WORK TASK: Go through the lines below and copy any that hold the string "query".

SUPPLIED ENTRIES:

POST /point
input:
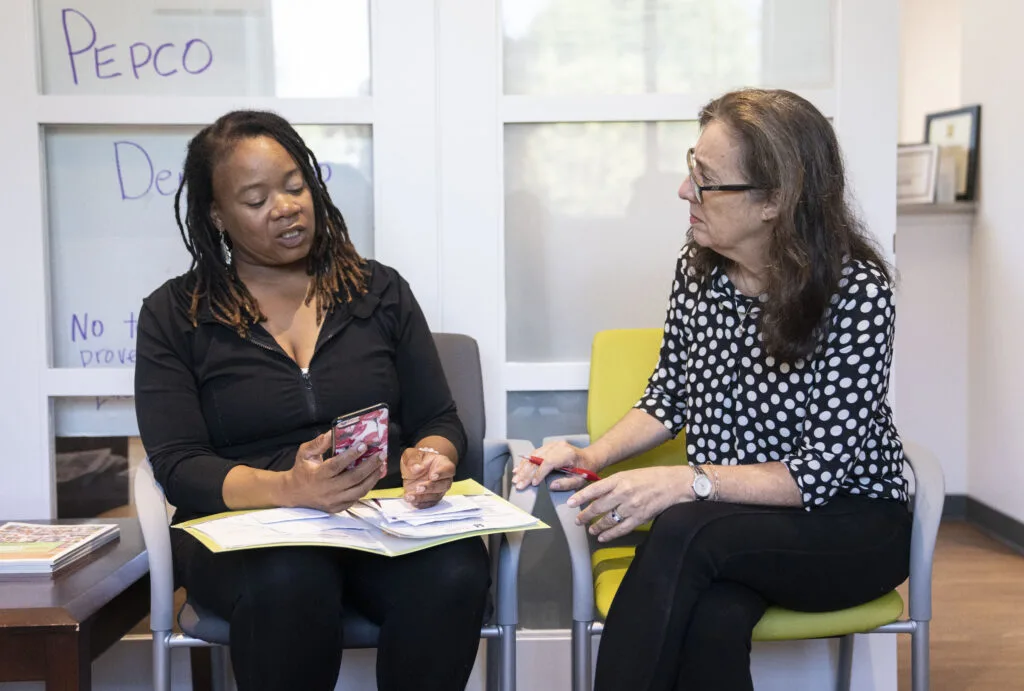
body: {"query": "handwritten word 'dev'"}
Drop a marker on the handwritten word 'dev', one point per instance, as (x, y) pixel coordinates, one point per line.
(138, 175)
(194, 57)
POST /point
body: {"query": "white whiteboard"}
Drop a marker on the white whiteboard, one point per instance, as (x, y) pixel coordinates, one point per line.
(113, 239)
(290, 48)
==
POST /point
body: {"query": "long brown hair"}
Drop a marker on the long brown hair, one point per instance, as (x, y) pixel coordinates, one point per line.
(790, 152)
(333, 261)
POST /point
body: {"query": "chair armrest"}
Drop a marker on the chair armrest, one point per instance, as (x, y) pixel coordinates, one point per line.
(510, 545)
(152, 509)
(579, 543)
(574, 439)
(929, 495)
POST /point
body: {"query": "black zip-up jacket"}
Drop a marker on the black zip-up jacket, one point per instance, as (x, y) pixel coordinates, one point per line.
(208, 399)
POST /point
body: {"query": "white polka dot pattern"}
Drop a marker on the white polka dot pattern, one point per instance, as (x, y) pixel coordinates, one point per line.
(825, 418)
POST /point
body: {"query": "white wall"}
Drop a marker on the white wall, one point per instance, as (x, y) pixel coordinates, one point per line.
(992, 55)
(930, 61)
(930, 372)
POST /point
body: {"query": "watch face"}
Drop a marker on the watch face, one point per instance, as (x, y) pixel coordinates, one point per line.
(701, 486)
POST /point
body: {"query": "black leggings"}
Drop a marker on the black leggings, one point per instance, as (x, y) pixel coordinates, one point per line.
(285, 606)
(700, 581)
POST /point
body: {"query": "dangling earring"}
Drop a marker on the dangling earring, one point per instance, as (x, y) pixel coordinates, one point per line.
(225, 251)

FINAL ANSWER:
body: {"query": "handwritten word 'dev'"}
body: {"query": "white whiteboard"}
body: {"query": "long brown hair"}
body: {"query": "chair armrest"}
body: {"query": "black zip-up jacket"}
body: {"query": "white polka dot pattern"}
body: {"query": "white wall"}
body: {"query": "watch face"}
body: {"query": "black leggings"}
body: {"query": "dangling earring"}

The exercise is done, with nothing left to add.